Your task is to write out the lines from the line containing "Where can you see the cracked" through the last line of the material, exactly.
***** RECORDS FOR PROCESSING *****
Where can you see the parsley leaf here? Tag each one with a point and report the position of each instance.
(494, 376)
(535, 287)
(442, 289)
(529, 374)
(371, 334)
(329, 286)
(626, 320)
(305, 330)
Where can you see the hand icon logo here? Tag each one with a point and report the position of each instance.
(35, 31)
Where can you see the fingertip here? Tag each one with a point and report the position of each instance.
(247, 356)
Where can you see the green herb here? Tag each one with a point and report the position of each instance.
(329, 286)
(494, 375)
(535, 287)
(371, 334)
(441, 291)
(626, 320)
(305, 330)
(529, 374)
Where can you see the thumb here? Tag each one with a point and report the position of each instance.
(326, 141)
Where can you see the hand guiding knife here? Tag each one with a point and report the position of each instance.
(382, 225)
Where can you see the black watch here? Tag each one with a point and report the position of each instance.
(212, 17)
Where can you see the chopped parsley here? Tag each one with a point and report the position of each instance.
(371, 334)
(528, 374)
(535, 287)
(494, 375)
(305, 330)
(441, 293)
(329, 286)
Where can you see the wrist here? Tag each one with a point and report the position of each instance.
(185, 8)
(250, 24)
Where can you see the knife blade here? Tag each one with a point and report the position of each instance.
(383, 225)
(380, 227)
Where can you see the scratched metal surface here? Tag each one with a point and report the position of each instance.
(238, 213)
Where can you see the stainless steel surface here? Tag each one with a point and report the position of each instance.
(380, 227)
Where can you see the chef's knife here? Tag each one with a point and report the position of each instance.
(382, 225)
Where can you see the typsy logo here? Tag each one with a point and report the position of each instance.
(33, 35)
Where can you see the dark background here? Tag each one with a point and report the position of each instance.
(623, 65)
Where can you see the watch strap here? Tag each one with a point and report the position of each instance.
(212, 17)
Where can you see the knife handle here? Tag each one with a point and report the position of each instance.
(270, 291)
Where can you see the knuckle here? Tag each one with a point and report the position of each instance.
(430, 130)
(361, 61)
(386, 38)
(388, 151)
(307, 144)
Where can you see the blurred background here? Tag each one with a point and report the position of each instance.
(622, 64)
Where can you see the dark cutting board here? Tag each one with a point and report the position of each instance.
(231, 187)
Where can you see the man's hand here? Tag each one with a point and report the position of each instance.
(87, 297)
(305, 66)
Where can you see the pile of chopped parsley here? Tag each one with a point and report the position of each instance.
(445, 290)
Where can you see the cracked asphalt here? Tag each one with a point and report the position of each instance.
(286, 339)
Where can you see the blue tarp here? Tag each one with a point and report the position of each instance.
*****
[TASK ANSWER]:
Where can you see the cracked asphalt here? Tag each one with a point and report the position of each instance.
(286, 339)
Where can you see the blue tarp here? Tag each one with a point and report the position of each instance.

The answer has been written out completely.